WHAT YOU SHOULD DO: Emit all the data exactly as provided.

##### EXERCISE DATA #####

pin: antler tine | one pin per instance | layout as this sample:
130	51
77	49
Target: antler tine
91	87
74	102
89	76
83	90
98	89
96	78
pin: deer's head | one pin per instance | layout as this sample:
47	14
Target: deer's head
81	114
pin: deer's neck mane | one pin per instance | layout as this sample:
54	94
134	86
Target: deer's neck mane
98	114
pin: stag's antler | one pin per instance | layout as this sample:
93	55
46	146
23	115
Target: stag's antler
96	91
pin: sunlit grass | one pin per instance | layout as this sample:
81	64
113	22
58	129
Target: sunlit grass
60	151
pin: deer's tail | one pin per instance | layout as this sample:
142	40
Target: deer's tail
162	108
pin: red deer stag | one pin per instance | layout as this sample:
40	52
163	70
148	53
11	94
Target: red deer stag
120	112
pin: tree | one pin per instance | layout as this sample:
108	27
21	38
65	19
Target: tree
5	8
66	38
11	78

#####

EXERCISE SOLUTION:
pin: antler tine | one pin per instance | layout as this sample:
130	51
77	49
Target: antler tine
91	87
74	102
89	76
83	90
98	89
96	78
pin: deer's head | one pin per instance | layout as this sample:
47	14
Target: deer's head
81	114
pin: deer's neck mane | one pin per instance | layout as this sample:
54	94
134	86
Target: deer's neck mane
98	114
pin: stag's antler | one pin per instance | layout as this sample:
93	55
46	146
23	115
Target: stag's antler
96	91
pin: sunlit grass | one pin per instance | layout as this sample:
81	64
113	22
58	129
Target: sunlit grass
60	151
pin: deer's tail | one pin per instance | layout as this sample:
142	40
Target: deer's tail
162	108
pin: red deer stag | one pin per instance | layout as this sample:
40	52
163	70
148	53
11	94
Target: red deer stag
120	112
pin: tree | one pin per instance | layout as this sample:
108	27
21	38
65	19
Target: tree
5	8
66	38
11	78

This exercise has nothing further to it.